Work request:
The response should consist only of the lines from the one with "Find all occurrences of worker in hi-vis" to the end of the data below, copied exactly and without pictures.
Stored data Start Marker
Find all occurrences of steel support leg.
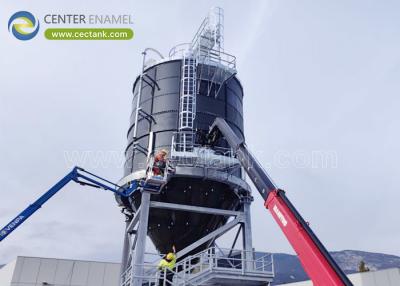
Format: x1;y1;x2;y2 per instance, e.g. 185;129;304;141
243;199;254;271
131;191;151;286
120;220;131;280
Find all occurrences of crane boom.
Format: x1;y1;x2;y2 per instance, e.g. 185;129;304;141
209;118;353;286
0;166;163;242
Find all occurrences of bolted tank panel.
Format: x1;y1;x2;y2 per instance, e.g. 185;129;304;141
125;60;182;175
195;63;245;147
124;61;245;176
122;59;247;255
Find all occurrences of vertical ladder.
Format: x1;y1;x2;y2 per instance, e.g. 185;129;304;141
178;53;197;152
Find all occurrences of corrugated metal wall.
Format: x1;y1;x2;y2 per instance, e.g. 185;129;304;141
1;256;119;286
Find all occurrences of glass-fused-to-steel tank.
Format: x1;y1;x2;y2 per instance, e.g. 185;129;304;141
117;7;251;255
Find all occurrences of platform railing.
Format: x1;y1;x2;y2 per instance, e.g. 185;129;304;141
174;247;274;283
169;43;236;70
170;134;239;170
120;264;132;286
121;247;273;286
171;133;235;156
121;255;197;286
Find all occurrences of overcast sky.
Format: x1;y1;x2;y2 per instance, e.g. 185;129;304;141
1;0;400;265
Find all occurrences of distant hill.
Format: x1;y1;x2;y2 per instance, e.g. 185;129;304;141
271;253;308;285
271;250;400;285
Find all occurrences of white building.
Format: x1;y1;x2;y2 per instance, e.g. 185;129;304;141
277;268;400;286
0;256;120;286
1;256;399;286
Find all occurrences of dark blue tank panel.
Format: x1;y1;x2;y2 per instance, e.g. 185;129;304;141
124;60;244;176
124;59;245;255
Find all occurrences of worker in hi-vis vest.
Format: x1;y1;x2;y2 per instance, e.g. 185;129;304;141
158;245;177;286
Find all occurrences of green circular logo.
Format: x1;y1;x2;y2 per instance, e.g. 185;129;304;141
8;11;40;41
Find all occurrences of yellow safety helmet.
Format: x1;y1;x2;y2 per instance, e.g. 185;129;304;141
166;252;174;261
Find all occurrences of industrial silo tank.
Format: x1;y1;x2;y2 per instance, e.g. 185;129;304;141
119;58;249;255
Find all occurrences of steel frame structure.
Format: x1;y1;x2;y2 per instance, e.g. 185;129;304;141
119;189;255;286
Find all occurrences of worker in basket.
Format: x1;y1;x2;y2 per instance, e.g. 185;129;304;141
158;245;177;286
152;149;168;177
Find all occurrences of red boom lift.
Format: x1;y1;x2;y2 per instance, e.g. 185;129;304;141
209;118;353;286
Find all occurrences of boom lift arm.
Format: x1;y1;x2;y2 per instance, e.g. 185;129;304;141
209;118;353;286
0;167;158;242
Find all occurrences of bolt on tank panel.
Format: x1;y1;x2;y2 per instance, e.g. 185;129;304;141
130;177;240;254
122;56;249;255
124;59;246;176
124;60;181;176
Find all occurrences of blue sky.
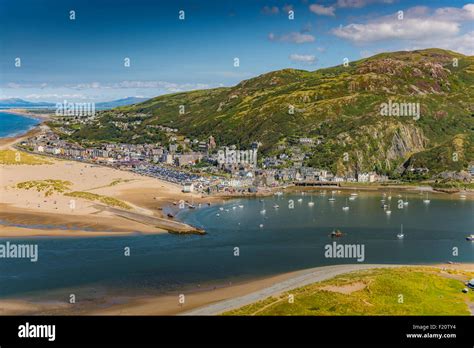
Stored data End Marker
Your response:
Find all occurrences of worker in hi-vis vest.
Format: x1;y1;x2;y2 per instance, e.g. 185;129;304;141
158;245;177;286
Find all occurrences of green circular logo.
Format: x1;y1;x2;y2 per instance, e.g. 185;129;304;141
8;11;40;41
Find all occurrences of yellow safety helmet.
Format: x1;y1;x2;y2 per instance, e.g. 185;129;304;141
166;252;174;261
Find all occurrences of industrial silo tank.
Format: x1;y1;x2;y2 per instance, e.g. 185;129;304;141
119;58;249;255
Find all occurrences of steel frame structure.
Format: x1;y1;x2;y2 per instance, e.g. 185;129;304;141
119;189;255;286
Find all occurrences of worker in basket.
Format: x1;y1;x2;y2 per instance, e.g. 185;129;304;141
158;245;177;286
152;149;168;177
Find all occurrences of red boom lift.
Format: x1;y1;x2;y2 per instance, e.g. 185;129;304;141
209;118;353;286
Find all occurrences of boom lift arm.
Format: x1;y1;x2;y2 per instance, e.g. 185;129;304;141
209;118;353;286
0;167;158;242
Find all occurrences of bolt on tank panel.
Format: x1;y1;x2;y2 per instance, e.g. 185;129;304;141
130;177;240;254
122;56;249;255
124;59;246;176
124;60;181;176
Find all occurrences of blue sky.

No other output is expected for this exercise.